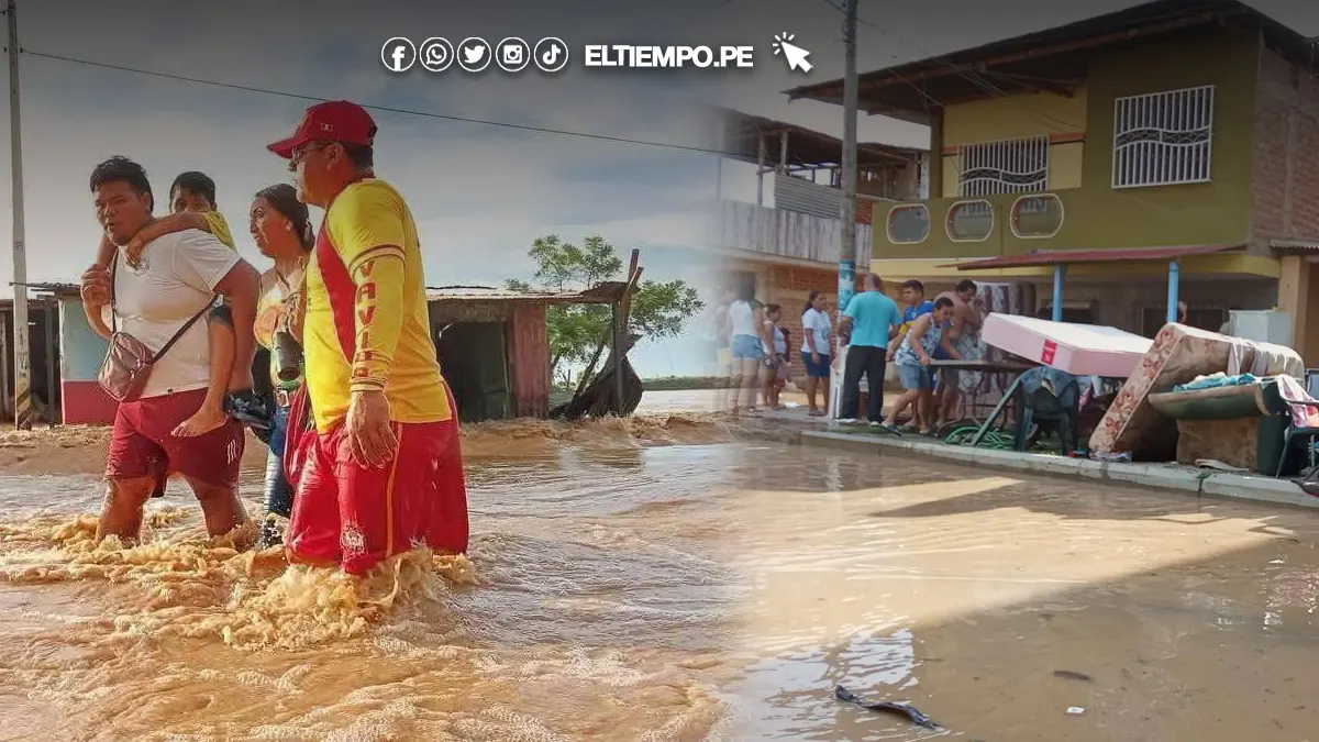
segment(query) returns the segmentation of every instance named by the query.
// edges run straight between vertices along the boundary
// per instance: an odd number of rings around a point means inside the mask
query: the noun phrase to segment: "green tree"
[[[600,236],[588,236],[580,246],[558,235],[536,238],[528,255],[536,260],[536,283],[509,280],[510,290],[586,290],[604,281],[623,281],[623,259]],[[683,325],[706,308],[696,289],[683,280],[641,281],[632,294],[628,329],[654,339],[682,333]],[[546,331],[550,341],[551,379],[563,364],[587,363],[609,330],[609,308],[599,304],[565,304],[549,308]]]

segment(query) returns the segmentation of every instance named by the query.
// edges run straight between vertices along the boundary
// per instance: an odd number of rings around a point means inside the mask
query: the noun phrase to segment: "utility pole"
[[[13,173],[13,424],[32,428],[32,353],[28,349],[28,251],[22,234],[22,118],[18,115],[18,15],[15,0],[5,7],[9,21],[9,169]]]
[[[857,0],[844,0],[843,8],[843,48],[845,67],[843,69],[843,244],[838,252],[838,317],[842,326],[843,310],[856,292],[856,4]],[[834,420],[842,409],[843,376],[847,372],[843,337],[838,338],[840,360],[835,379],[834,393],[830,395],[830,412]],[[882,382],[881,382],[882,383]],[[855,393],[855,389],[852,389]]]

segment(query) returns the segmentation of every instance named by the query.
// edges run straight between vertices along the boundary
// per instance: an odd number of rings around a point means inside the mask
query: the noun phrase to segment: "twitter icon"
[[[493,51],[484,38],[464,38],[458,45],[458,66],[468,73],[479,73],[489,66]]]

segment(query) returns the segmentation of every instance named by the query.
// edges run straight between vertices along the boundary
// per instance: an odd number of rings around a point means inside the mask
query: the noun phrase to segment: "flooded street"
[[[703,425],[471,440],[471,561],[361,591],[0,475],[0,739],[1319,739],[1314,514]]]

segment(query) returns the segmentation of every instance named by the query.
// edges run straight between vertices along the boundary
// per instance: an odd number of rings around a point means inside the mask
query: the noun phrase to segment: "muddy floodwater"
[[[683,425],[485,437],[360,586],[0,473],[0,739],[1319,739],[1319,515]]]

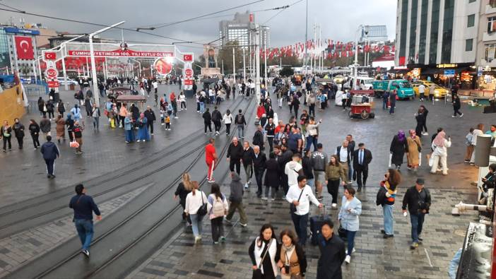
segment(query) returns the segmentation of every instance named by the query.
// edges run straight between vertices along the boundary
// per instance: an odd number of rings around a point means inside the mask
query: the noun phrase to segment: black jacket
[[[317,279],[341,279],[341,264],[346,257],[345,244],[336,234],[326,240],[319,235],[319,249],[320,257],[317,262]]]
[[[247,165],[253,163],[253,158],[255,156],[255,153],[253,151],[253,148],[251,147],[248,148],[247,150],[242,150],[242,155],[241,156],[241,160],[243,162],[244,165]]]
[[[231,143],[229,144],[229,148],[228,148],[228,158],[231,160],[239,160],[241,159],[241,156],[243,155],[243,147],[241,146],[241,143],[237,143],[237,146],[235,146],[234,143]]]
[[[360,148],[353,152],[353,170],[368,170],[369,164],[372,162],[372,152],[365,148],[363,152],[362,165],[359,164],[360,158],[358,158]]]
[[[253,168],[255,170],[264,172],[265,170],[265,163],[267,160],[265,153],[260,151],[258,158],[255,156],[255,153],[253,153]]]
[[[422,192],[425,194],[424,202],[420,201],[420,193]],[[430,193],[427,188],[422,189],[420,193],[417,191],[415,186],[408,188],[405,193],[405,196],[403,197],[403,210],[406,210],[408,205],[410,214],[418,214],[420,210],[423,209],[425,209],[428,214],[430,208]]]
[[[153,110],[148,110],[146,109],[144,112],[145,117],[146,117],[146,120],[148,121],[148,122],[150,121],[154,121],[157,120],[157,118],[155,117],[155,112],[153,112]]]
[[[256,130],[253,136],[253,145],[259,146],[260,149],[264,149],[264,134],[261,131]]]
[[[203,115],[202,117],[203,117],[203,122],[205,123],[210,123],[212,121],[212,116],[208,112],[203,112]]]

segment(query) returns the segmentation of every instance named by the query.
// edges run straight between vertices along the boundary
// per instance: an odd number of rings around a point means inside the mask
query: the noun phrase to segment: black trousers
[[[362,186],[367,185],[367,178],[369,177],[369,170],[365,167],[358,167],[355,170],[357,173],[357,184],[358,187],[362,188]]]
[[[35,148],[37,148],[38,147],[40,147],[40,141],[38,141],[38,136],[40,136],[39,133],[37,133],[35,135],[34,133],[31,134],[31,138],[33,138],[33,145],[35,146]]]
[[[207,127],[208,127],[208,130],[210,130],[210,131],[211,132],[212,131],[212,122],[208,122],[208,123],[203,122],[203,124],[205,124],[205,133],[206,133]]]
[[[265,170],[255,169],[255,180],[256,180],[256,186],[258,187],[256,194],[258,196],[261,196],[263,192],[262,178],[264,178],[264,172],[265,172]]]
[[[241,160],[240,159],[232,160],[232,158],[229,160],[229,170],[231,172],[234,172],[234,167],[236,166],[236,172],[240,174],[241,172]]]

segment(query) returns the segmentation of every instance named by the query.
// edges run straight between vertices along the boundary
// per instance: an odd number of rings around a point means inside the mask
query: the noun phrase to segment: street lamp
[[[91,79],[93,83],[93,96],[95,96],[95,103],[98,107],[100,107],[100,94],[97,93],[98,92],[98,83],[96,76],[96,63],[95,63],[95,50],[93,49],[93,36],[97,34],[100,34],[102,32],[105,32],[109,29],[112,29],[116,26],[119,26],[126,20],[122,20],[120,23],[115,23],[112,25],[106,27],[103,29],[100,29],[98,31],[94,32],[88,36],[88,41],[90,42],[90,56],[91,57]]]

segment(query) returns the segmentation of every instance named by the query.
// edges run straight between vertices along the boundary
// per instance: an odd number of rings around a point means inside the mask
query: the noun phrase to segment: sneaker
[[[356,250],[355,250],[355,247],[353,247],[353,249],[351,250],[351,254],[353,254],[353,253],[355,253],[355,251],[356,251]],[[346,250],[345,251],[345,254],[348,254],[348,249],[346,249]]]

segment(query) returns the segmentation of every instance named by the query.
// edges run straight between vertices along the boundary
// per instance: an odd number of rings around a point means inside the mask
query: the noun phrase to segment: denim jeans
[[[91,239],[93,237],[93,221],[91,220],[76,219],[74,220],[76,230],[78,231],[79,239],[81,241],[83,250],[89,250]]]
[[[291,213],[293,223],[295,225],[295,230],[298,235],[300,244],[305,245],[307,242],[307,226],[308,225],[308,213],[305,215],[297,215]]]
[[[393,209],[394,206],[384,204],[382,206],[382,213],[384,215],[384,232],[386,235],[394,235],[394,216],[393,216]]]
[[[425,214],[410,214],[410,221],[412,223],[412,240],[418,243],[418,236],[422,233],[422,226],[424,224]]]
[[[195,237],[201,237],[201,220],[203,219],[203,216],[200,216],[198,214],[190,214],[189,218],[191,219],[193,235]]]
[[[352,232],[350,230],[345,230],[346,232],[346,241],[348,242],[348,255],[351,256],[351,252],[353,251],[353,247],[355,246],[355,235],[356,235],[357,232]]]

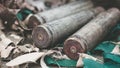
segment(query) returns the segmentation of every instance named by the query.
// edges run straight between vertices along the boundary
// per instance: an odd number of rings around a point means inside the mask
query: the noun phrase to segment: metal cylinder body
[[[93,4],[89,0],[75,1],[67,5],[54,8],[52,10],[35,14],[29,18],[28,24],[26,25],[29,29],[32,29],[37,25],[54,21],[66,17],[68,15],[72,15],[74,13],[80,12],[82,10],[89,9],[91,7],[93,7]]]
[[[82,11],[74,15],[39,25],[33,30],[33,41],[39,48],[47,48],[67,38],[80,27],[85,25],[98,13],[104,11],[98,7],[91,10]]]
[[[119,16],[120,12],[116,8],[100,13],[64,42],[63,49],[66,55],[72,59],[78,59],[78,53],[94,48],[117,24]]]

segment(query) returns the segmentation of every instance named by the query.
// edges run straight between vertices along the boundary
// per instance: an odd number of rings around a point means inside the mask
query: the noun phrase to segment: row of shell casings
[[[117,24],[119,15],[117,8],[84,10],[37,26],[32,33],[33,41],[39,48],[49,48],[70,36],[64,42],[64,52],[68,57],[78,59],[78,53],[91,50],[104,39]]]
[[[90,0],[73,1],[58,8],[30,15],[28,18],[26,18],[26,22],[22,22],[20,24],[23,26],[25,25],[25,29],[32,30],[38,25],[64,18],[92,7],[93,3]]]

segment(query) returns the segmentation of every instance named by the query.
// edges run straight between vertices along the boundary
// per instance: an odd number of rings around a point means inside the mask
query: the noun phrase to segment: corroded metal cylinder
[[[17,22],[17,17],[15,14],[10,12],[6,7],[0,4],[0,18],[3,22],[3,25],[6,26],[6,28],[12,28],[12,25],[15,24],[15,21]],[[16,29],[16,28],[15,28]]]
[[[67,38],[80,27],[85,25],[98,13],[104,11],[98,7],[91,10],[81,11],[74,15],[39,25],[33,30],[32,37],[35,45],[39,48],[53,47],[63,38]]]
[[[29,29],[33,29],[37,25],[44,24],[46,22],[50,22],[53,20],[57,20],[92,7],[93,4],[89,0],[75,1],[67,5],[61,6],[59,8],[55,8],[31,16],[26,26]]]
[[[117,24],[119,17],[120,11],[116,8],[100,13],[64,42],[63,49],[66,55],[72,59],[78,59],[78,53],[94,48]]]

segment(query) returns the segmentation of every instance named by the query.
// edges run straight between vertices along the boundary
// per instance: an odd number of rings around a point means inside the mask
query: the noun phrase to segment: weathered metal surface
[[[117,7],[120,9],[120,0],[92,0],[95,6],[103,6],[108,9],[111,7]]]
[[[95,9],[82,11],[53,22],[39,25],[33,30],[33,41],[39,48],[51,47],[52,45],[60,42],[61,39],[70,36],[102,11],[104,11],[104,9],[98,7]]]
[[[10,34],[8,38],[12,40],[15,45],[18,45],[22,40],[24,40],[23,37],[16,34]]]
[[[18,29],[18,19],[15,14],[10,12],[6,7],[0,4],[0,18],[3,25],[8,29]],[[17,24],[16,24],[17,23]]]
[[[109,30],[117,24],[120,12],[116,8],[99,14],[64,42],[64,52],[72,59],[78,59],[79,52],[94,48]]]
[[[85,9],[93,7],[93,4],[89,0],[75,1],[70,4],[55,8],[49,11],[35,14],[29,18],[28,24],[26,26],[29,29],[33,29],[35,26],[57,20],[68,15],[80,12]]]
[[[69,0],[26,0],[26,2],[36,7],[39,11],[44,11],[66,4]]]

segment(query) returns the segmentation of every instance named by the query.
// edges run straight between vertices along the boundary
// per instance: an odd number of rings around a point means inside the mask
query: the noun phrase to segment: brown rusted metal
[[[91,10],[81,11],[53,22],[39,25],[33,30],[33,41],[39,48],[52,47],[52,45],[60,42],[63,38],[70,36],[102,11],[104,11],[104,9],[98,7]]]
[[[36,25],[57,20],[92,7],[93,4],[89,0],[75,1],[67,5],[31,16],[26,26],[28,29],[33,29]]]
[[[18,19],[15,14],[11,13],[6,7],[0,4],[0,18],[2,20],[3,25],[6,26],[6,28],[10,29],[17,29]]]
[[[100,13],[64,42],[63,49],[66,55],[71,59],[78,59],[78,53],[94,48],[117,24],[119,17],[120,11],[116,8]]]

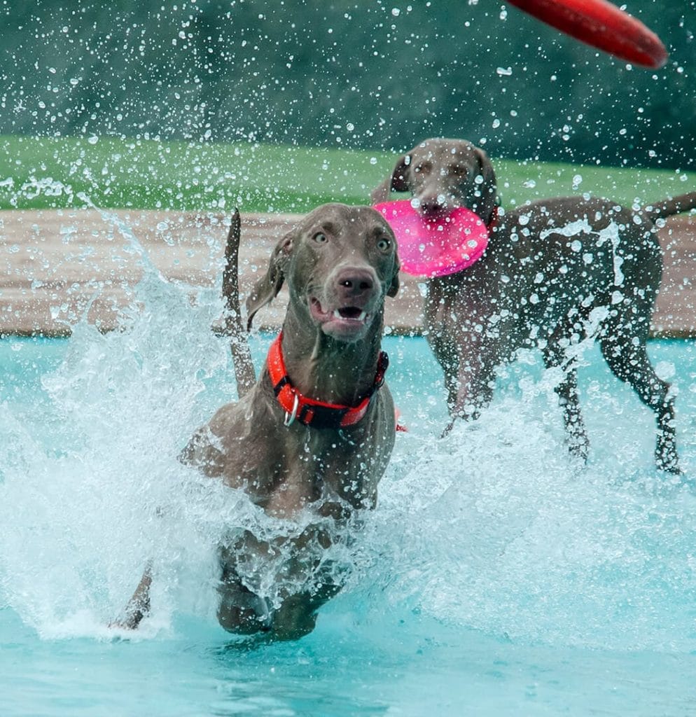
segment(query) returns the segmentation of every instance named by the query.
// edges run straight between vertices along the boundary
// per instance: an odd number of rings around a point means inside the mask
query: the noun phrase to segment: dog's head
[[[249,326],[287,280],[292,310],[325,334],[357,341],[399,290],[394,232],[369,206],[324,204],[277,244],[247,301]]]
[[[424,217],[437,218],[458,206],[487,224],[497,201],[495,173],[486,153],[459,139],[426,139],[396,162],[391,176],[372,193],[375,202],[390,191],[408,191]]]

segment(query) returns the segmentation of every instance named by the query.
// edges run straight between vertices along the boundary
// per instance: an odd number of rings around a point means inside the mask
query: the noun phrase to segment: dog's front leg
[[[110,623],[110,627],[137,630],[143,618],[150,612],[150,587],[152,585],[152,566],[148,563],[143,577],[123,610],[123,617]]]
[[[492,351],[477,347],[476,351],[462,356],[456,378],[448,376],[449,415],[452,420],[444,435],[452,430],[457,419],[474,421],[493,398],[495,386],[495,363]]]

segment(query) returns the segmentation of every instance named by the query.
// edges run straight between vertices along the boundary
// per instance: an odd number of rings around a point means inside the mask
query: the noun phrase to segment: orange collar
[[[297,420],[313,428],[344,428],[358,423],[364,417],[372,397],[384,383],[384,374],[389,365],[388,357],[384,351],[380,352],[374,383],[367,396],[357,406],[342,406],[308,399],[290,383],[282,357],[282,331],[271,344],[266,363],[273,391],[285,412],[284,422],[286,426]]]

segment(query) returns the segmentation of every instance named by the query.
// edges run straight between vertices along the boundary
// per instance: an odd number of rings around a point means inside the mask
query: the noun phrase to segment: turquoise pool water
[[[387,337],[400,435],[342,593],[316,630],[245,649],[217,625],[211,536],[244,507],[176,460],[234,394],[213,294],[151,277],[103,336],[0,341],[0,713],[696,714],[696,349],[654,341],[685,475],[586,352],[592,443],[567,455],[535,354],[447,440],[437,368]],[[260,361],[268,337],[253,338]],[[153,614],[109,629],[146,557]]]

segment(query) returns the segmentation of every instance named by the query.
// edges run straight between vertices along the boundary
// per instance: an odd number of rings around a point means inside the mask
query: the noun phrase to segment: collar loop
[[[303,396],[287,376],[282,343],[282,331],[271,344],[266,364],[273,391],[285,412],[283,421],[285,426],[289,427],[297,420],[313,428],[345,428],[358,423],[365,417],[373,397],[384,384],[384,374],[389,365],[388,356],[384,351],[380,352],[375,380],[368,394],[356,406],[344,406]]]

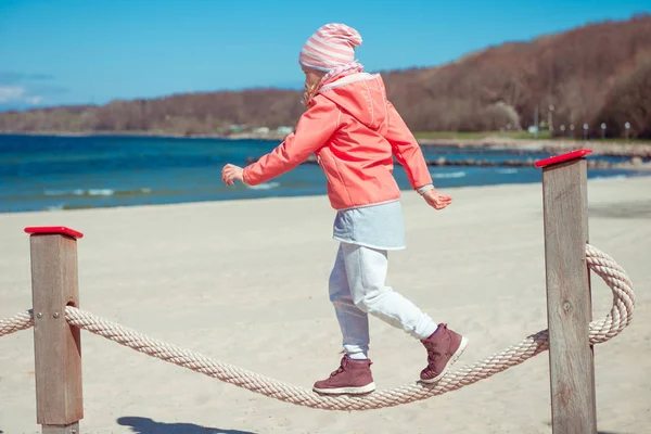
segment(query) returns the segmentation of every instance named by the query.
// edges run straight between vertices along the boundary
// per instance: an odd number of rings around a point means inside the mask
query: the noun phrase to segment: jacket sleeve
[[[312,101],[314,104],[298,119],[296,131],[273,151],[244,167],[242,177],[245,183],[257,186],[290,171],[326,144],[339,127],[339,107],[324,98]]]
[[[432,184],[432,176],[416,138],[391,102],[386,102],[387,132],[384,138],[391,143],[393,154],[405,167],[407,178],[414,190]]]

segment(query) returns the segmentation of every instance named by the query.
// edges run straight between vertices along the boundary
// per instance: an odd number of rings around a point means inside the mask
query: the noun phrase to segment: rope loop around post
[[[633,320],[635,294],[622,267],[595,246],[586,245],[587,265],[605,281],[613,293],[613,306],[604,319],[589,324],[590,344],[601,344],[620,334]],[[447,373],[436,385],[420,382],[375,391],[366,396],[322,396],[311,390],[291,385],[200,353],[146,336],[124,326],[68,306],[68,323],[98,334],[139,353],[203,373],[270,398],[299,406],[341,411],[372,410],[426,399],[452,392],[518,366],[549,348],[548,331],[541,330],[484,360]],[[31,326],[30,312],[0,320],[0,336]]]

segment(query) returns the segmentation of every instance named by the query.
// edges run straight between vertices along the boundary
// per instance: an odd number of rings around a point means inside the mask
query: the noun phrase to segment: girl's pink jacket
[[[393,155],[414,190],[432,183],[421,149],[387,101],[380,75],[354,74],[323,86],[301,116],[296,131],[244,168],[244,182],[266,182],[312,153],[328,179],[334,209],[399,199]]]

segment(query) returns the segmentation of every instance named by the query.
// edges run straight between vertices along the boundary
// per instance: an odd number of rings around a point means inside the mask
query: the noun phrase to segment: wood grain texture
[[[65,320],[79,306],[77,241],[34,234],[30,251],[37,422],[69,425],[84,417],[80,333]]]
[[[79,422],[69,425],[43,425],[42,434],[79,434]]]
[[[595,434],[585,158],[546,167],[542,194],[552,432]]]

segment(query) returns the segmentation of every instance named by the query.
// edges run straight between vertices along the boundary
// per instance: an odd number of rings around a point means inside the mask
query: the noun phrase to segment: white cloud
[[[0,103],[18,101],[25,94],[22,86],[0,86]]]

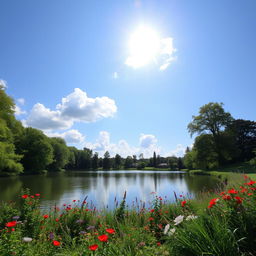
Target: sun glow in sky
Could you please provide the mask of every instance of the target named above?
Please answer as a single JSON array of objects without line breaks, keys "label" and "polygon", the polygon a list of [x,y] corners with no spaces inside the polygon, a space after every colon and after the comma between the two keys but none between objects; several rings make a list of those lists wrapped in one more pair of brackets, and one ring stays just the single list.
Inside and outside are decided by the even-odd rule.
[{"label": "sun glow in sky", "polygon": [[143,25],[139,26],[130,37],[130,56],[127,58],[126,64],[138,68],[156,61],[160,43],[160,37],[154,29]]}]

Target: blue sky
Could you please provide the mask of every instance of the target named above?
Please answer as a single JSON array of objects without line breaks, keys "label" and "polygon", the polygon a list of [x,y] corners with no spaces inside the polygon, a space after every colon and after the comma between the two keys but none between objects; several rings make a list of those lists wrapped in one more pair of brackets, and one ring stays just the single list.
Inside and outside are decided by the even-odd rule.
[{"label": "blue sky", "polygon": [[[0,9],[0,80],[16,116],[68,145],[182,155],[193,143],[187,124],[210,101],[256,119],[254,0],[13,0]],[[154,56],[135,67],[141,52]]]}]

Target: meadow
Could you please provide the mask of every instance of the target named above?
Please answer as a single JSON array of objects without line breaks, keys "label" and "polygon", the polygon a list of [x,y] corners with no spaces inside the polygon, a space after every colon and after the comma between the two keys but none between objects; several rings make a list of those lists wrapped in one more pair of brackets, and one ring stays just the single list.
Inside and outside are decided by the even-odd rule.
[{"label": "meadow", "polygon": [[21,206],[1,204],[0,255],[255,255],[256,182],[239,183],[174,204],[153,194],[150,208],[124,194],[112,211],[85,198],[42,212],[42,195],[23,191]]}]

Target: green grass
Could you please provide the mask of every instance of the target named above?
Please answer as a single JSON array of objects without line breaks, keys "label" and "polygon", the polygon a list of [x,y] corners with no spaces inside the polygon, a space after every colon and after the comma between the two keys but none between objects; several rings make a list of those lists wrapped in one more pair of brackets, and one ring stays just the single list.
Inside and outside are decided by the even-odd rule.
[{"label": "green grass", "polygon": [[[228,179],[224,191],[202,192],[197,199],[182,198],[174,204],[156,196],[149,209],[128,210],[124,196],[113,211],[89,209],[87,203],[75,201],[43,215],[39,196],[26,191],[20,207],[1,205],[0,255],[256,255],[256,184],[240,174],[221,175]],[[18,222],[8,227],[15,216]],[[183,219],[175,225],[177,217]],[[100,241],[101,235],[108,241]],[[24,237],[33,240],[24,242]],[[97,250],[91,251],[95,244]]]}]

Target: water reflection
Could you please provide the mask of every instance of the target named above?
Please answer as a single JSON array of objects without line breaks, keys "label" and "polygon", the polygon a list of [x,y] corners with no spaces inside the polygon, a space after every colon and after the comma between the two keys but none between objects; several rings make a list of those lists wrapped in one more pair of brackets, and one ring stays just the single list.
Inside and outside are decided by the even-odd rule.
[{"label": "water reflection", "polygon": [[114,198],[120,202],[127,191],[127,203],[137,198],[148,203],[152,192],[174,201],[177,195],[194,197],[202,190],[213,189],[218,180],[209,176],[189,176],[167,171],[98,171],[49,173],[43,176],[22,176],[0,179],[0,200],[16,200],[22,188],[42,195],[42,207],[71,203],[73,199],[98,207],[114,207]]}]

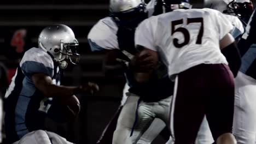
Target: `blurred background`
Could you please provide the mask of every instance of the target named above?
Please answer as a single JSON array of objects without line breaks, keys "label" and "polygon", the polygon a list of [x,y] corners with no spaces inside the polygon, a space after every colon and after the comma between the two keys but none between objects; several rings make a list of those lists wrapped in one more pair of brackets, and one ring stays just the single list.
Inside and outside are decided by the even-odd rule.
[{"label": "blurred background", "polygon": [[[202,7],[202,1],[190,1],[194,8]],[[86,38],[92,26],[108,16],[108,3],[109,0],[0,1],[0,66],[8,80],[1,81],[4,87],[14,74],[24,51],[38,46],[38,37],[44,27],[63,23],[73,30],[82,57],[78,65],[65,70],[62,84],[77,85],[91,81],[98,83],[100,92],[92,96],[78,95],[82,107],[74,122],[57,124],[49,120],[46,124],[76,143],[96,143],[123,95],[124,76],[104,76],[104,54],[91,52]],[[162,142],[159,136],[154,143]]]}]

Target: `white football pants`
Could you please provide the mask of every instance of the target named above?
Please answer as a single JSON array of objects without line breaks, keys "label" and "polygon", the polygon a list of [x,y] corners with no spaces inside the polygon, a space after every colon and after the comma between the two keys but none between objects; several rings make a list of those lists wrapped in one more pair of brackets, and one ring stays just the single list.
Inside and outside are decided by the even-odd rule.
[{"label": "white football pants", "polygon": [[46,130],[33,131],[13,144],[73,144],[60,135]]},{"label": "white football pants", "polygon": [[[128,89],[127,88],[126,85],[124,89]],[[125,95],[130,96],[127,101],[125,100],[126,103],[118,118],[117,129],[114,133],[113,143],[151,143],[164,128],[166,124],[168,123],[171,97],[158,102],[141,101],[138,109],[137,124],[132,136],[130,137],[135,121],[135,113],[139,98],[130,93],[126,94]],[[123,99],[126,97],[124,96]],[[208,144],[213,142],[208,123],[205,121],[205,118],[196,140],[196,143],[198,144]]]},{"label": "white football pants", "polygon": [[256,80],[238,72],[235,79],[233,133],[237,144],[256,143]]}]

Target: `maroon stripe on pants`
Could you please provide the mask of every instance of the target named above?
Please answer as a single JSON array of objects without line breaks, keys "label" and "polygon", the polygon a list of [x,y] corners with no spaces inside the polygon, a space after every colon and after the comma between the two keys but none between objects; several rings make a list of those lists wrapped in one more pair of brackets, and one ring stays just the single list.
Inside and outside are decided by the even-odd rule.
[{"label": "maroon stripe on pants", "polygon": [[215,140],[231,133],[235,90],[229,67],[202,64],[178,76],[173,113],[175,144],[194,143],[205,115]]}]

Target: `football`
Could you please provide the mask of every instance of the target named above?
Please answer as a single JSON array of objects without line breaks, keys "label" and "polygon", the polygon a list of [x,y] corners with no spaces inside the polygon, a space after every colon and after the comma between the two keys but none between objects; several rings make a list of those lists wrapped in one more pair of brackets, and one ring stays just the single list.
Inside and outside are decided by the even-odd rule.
·····
▶ [WHAT YOU SHOULD DO] Tally the lines of the listing above that contain the string "black". Give only the number.

▶ [FINAL ANSWER] 2